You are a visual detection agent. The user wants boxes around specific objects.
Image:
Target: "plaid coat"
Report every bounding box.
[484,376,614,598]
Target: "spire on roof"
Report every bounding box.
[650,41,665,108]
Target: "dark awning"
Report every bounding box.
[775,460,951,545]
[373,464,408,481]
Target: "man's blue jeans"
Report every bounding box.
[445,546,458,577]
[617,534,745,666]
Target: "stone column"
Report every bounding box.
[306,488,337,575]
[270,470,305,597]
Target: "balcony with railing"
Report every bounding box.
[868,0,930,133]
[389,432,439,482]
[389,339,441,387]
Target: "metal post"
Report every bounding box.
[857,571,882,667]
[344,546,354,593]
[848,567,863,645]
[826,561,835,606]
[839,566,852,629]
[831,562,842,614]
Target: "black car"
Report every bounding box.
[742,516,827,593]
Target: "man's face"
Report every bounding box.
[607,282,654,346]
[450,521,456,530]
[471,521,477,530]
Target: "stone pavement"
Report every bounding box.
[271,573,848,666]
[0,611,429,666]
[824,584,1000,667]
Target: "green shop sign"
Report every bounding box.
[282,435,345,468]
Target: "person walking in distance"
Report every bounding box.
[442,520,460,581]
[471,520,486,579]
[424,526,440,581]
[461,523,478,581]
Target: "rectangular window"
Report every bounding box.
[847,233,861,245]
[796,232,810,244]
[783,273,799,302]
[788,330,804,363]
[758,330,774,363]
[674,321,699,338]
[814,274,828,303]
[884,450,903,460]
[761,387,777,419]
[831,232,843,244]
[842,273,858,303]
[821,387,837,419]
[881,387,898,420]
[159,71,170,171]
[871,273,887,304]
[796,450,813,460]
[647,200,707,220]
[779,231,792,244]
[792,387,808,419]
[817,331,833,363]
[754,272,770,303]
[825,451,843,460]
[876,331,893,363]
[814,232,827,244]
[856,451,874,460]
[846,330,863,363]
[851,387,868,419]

## ASSIGNED TASK
Write the listing out once more, keeping each word as it is.

## SOLUTION
You are a visual detection agent. The user wants boxes around specific objects.
Image:
Target: "plaid coat"
Report every bounding box.
[484,376,614,598]
Target: "spire on roof"
Report every bounding box.
[650,41,665,108]
Target: "dark awning"
Report every bounding box.
[775,460,951,545]
[373,464,408,481]
Target: "man's blue jeans"
Report every bounding box.
[445,546,458,577]
[617,534,745,666]
Target: "stone column"
Report every bounding box.
[306,488,337,575]
[270,470,305,597]
Target: "balcony with railing"
Report every bounding box.
[868,0,930,133]
[389,432,439,482]
[389,339,441,387]
Target: "metal post"
Report every bounding box.
[857,571,882,667]
[344,546,354,593]
[848,567,863,645]
[826,561,835,606]
[839,566,852,629]
[831,562,842,614]
Target: "black car"
Report every bounding box.
[742,516,827,593]
Target: "man's face"
Report every bounding box.
[607,282,654,346]
[450,521,456,530]
[471,521,477,530]
Target: "stone pavement"
Report every bounding box.
[271,573,848,666]
[0,611,429,666]
[824,584,1000,667]
Target: "green shop sign"
Report every bounding box.
[282,435,345,468]
Target: "person walking in distance"
Report every bounding box.
[442,520,460,581]
[471,520,486,579]
[424,526,440,581]
[461,523,478,581]
Target: "rectangular window"
Report every bounding box.
[847,233,861,245]
[796,232,810,244]
[783,273,799,302]
[788,330,804,363]
[758,330,774,363]
[674,321,699,338]
[814,274,828,303]
[884,450,903,460]
[761,387,777,419]
[831,232,843,244]
[842,273,858,303]
[821,387,837,419]
[881,387,898,420]
[159,71,170,171]
[871,273,887,304]
[796,450,813,460]
[647,200,707,220]
[779,231,792,244]
[792,387,808,419]
[817,331,833,363]
[754,272,770,303]
[825,451,843,460]
[876,331,893,363]
[814,232,827,244]
[856,451,874,460]
[846,330,863,363]
[851,387,868,419]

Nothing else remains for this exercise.